Der Berner Psychologe, Fotograf und Schriftsteller Fritz Mühlemann hat an den Wirkungsorten seiner Ahnen Familienforschung betrieben und mit «Föhn.Sturm» ein neues, aussergewöhnliches Buch geschrieben.

Fritz Mühlemann wurde 1950 in Bern geboren. Die Ausbildung zum Psychologen ermöglichte fruchtbare Verbindungen zur autodidaktischen Auseinandersetzung mit der Fotografie («Wie wirklich ist die Wirklichkeit?»). Sehr eigenwillig ist die Orthografie seiner Gedichte. Wichtige Impulse für sein bildnerisches Gestalten kommen für ihn aus Malerei, «Filosofie» und der Poesie.

## ERFORDERLICHE SCHRITTE
[a] Beantworten Sie anhand des Textauszugs die folgenden Fragen:
(i) Welchen Titel trägt das neue Buch von Fritz Mühlemann?
(ii) In welchem Jahr und in welcher Stadt wurde er geboren?
(iii) Aus welchen Bereichen kommen wichtige Impulse für sein bildnerisches Gestalten?
[b] Geben Sie den Abschnitt des Textauszugs von „Fritz Mühlemann wurde“ bis einschließlich „und der Poesie.“ wortgetreu wieder.
Die anschließende Auflistung steht in keinem Zusammenhang mit dem Textauszug.

## BEREITGESTELLTES MATERIAL
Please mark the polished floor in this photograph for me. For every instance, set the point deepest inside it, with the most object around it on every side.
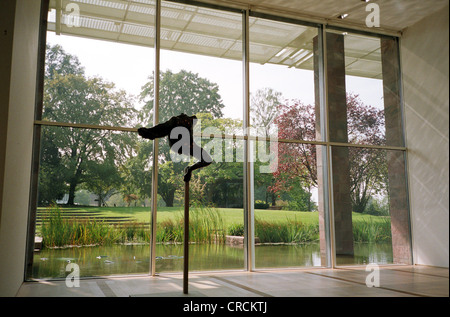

## LÖSUNGEN JE AUFGABE
[a]
(i) «Föhn.Sturm»
(ii) 1950 in Bern
(iii) Aus Malerei, «Filosofie» und der Poesie

[b]
Fritz Mühlemann wurde 1950 in Bern geboren. Die Ausbildung zum Psychologen ermöglichte fruchtbare Verbindungen zur autodidaktischen Auseinandersetzung mit der Fotografie («Wie wirklich ist die Wirklichkeit?»). Sehr eigenwillig ist die Orthografie seiner Gedichte. Wichtige Impulse für sein bildnerisches Gestalten kommen für ihn aus Malerei, «Filosofie» und der Poesie.